GIVEN DATA START

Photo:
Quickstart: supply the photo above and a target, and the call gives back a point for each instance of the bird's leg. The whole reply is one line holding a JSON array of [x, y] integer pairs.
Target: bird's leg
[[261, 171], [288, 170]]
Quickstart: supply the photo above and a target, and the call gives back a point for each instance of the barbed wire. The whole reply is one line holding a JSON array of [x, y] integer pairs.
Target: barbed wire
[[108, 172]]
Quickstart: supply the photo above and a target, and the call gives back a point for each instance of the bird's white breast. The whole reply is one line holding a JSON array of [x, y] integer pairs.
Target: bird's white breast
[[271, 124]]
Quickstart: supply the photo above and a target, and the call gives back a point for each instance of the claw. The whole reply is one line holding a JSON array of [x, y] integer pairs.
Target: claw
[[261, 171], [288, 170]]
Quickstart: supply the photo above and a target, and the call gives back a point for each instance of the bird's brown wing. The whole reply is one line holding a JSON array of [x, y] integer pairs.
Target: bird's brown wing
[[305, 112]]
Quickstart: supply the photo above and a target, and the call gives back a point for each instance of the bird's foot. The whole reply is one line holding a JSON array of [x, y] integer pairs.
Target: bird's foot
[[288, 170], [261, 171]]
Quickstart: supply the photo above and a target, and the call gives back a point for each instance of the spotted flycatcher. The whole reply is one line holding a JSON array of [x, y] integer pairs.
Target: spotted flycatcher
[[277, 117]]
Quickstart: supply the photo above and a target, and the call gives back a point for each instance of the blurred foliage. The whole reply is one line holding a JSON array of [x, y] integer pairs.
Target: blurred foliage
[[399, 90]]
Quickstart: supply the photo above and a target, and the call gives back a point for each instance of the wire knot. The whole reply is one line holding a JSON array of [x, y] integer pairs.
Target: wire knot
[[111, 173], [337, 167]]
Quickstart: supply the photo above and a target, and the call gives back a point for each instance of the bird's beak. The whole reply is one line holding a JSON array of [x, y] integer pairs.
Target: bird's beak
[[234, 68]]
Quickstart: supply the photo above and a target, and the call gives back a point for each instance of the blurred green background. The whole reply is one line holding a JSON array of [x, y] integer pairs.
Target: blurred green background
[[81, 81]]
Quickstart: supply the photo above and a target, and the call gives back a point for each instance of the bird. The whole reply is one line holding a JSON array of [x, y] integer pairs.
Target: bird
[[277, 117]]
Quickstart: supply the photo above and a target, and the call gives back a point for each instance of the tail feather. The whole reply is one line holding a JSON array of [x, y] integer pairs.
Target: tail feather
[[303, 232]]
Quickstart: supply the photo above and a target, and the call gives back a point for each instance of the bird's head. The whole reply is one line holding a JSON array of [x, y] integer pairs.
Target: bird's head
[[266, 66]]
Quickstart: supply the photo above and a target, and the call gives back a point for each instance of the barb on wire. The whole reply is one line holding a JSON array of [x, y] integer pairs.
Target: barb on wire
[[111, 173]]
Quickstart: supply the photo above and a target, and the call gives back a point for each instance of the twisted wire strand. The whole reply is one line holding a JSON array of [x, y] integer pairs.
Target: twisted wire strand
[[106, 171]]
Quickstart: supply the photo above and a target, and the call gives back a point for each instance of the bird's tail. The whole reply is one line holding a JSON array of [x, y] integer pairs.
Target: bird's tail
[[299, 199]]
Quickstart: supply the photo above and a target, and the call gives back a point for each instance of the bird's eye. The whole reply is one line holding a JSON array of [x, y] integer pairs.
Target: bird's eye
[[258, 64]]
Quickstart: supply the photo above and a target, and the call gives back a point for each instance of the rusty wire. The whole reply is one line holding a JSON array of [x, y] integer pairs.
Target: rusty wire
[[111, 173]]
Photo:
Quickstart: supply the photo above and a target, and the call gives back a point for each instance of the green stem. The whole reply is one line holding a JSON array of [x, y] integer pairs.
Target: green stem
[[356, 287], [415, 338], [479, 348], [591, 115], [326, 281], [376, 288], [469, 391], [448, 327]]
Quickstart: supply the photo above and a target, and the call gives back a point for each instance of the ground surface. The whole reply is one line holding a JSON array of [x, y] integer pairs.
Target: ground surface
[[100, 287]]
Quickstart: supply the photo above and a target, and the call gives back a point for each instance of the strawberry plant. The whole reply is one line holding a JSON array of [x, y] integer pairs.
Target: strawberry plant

GIVEN DATA END

• ASSIGNED TASK
Print exactly, and only, the lines running from the one that contains "Target: ground surface" to the last line of the records above.

• SOLUTION BELOW
Target: ground surface
[[100, 287]]
Quickstart: supply the photo above and a target, and the call gives back a point for each instance of the strawberry plant. The whole reply is one line holding a JSON array of [x, y] integer pairs.
Target: strawberry plant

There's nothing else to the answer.